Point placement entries
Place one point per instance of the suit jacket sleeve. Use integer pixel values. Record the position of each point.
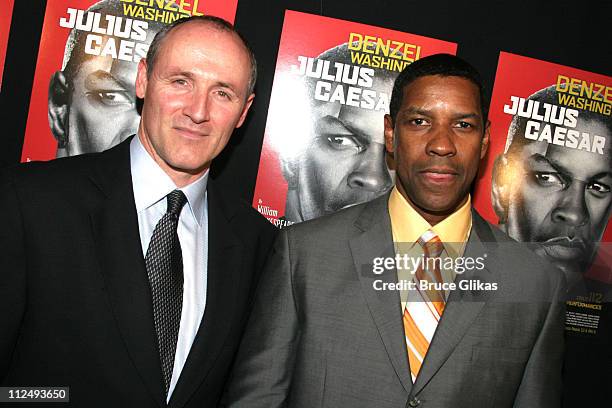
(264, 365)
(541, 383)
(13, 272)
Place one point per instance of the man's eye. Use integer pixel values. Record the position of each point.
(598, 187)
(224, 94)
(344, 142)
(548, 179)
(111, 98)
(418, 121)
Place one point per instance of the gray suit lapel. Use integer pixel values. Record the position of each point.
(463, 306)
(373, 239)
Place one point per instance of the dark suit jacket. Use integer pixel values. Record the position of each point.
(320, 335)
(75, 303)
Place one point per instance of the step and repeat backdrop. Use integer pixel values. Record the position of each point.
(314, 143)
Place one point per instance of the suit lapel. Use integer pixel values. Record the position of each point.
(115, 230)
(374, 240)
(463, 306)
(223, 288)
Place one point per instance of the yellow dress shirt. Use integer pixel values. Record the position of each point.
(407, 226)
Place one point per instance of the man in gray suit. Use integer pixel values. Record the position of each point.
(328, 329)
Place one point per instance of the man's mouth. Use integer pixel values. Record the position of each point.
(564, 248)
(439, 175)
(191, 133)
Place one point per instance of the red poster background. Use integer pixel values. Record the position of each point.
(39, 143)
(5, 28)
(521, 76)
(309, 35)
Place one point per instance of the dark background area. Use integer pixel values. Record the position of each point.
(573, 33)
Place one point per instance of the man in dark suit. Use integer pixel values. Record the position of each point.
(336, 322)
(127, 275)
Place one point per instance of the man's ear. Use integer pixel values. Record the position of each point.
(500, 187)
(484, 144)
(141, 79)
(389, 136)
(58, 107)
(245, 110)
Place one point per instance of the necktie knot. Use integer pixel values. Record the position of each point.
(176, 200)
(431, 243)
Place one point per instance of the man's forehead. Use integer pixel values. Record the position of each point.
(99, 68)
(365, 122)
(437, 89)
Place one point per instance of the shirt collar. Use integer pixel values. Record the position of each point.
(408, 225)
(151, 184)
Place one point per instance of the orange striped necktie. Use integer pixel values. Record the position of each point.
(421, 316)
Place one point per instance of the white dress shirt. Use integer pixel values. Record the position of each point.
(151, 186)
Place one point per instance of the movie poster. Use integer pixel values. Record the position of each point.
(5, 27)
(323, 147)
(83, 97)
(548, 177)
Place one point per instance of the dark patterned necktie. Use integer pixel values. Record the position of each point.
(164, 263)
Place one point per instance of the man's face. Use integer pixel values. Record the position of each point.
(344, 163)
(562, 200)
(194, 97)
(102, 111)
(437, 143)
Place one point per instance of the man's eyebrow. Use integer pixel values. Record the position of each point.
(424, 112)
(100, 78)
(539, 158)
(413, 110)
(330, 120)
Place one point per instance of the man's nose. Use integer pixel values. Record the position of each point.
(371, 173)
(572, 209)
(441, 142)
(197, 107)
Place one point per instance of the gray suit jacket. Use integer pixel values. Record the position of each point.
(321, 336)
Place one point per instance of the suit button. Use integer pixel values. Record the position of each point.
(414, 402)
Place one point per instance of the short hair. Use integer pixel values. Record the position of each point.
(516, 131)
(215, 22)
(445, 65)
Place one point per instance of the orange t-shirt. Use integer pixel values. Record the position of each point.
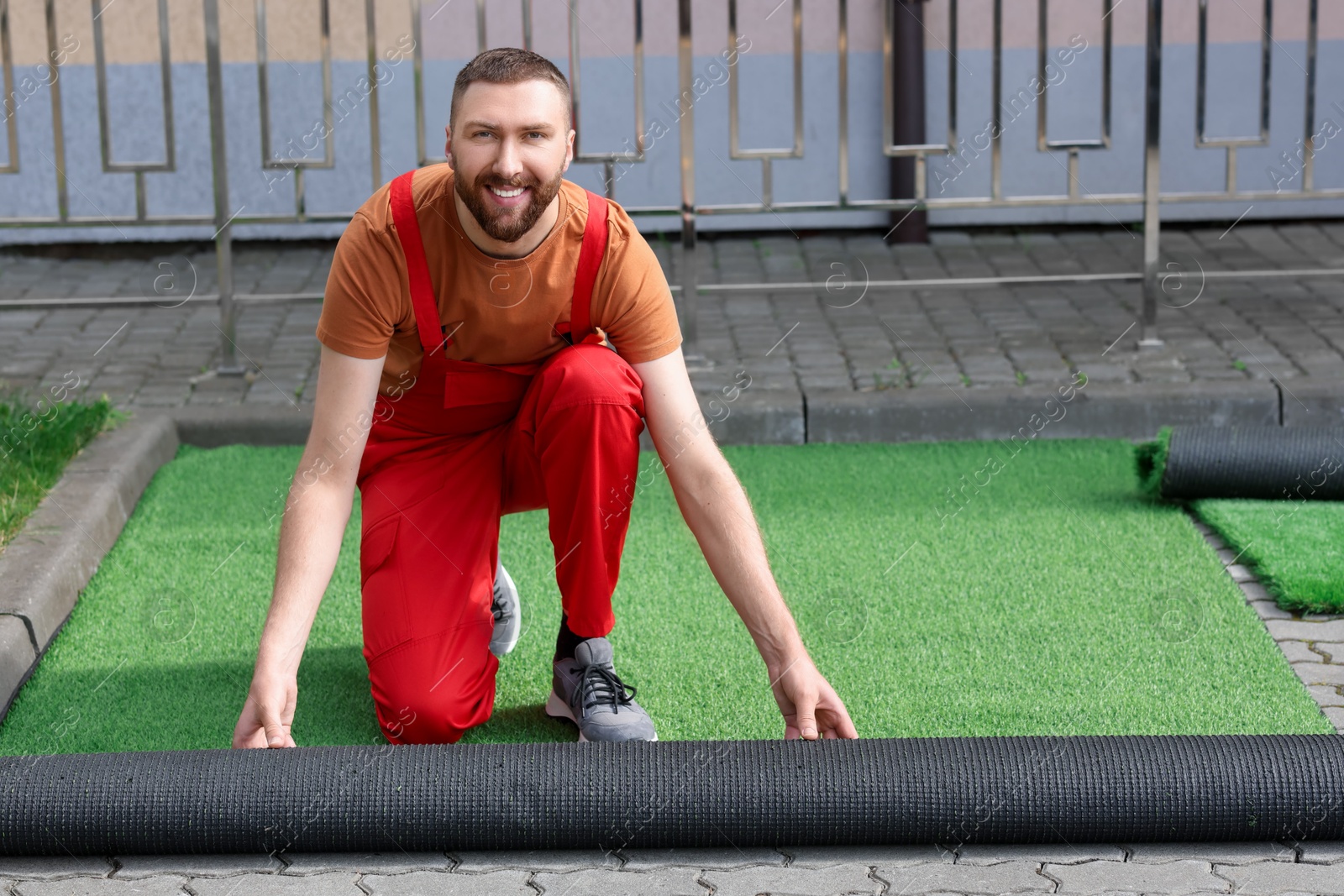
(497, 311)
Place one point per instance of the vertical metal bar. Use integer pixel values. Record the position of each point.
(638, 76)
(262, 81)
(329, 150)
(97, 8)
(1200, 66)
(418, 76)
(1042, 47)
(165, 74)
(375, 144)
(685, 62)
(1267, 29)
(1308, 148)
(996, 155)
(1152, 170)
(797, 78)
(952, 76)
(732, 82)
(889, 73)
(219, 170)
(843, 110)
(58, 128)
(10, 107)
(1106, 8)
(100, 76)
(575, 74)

▶ _Task brief_
Can you convert every line of the entries above into a Markdown table with the columns Number and Entry line, one row per line, skipping blank lines and leaving out the pictures?

▶ _Response to this task_
| Number | Entry line |
|---|---|
| 1 | Place one point per instance of the suit jacket sleeve. Use integer pixel values. Record the position of each point. |
| 2 | (264, 365) |
| 3 | (541, 383) |
| 4 | (13, 272) |
| 5 | Place one point per instance of the man's eye. Use integer pixel values. Record the position of each point. |
| 6 | (598, 187) |
| 7 | (224, 94) |
| 8 | (344, 142) |
| 9 | (548, 179) |
| 10 | (111, 98) |
| 11 | (418, 121) |
| 12 | Place one point per instance of the gray suit lapel. Use integer pixel values. Record the position of each point. |
| 13 | (463, 306) |
| 14 | (373, 239) |
| 15 | Place one point per instance of the dark suit jacket. Use integer pixel values. Record the position of each point. |
| 16 | (320, 335) |
| 17 | (75, 303) |
| 18 | Place one point per instance of the step and repeat backdrop. Use integer pixel values. Record the position of each point. |
| 19 | (314, 143) |
| 20 | Place one point per instance of the suit lapel. Use integer pixel values. Record the position of each point. |
| 21 | (115, 230) |
| 22 | (374, 240) |
| 23 | (463, 306) |
| 24 | (223, 288) |
| 25 | Place one point per instance of the yellow dress shirt. Use integer pixel values. Record the position of each point. |
| 26 | (407, 226) |
| 27 | Place one point per instance of the man in gray suit. Use integer pixel values. Record the position of each point. |
| 28 | (328, 329) |
| 29 | Place one point per instance of the man's mouth. Use integer pixel values. Record the position of each point. |
| 30 | (564, 248) |
| 31 | (439, 175) |
| 32 | (191, 133) |
| 33 | Place one point per instance of the red poster background. Use integer pixel values. Record the position of each point. |
| 34 | (39, 143) |
| 35 | (5, 28) |
| 36 | (521, 76) |
| 37 | (309, 35) |
| 38 | Place one point per instance of the dark background area. Use integer pixel values. Record the position of each point. |
| 39 | (573, 33) |
| 40 | Place one point per instance of the man in dark suit. Use integer pixel values. Record the position of each point. |
| 41 | (336, 322) |
| 42 | (127, 275) |
| 43 | Place one point per instance of the man's ear. Use integer pixel values. Record the position of each point. |
| 44 | (500, 187) |
| 45 | (484, 144) |
| 46 | (141, 79) |
| 47 | (389, 136) |
| 48 | (58, 107) |
| 49 | (245, 110) |
| 50 | Place one point per instance of the necktie knot. Use integer pixel values. Record the position of each point. |
| 51 | (176, 200) |
| 52 | (431, 243) |
| 53 | Place one point per instance of the man's forehead. Use integer pixel values. Record the position of each point. |
| 54 | (99, 68) |
| 55 | (365, 122) |
| 56 | (437, 89) |
| 57 | Place one point per instance of the shirt collar. Use integer pixel values. Record the position of each point. |
| 58 | (408, 225) |
| 59 | (151, 184) |
| 60 | Place one point per instance of the orange striped necktie. Use integer pixel values. Record the position of each point. |
| 61 | (421, 316) |
| 62 | Place one point per instance of the white dress shirt. Use integer pixel values. Record the position of each point. |
| 63 | (151, 186) |
| 64 | Place one point per instance of the movie poster. Use integer pixel values. Record the position of each point. |
| 65 | (5, 27) |
| 66 | (323, 147) |
| 67 | (83, 97) |
| 68 | (548, 177) |
| 69 | Place one point per instance of the dark patterned necktie. Use integer pixel values. Record the position of each point. |
| 70 | (164, 263) |
| 71 | Place one point per instance of the man's face. Use integer pixel values. Record the position of each point. |
| 72 | (344, 163) |
| 73 | (562, 200) |
| 74 | (194, 97) |
| 75 | (102, 111) |
| 76 | (437, 143) |
| 77 | Place one point per instance of the man's eyebrow. Use integer pixel values. Record the position of each point. |
| 78 | (424, 112) |
| 79 | (100, 78) |
| 80 | (539, 158) |
| 81 | (413, 110) |
| 82 | (330, 120) |
| 83 | Place one point per instance of the man's nose. Use integer pixel values. Record the position of each point. |
| 84 | (371, 173) |
| 85 | (572, 209) |
| 86 | (441, 142) |
| 87 | (197, 107) |
| 88 | Place one point per instance of the gray suit jacket. Use integer pixel values. Record the position of each point. |
| 89 | (321, 336) |
| 90 | Place one point per instance of the suit button. Use integer pixel values. Record the position of each point. |
| 91 | (414, 402) |
| 92 | Place one point per instance of the short hair. Use integer pixel values. Record the position of each point. |
| 93 | (516, 131) |
| 94 | (215, 22) |
| 95 | (445, 65) |
| 96 | Place one point per instance of the orange t-shirt. Use integer pixel values. Record the position of each point. |
| 97 | (497, 311) |
| 98 | Place one point per instance of the vertical metal bar. Use integer pixel values. Record the position of each point. |
| 99 | (638, 76) |
| 100 | (262, 81) |
| 101 | (329, 150) |
| 102 | (97, 8) |
| 103 | (1200, 66) |
| 104 | (418, 76) |
| 105 | (1042, 47) |
| 106 | (165, 74) |
| 107 | (375, 144) |
| 108 | (685, 62) |
| 109 | (1267, 29) |
| 110 | (1308, 148) |
| 111 | (996, 155) |
| 112 | (1152, 170) |
| 113 | (797, 78) |
| 114 | (952, 76) |
| 115 | (732, 82) |
| 116 | (889, 73) |
| 117 | (219, 170) |
| 118 | (843, 110) |
| 119 | (58, 128) |
| 120 | (10, 107) |
| 121 | (1106, 8) |
| 122 | (100, 76) |
| 123 | (575, 74) |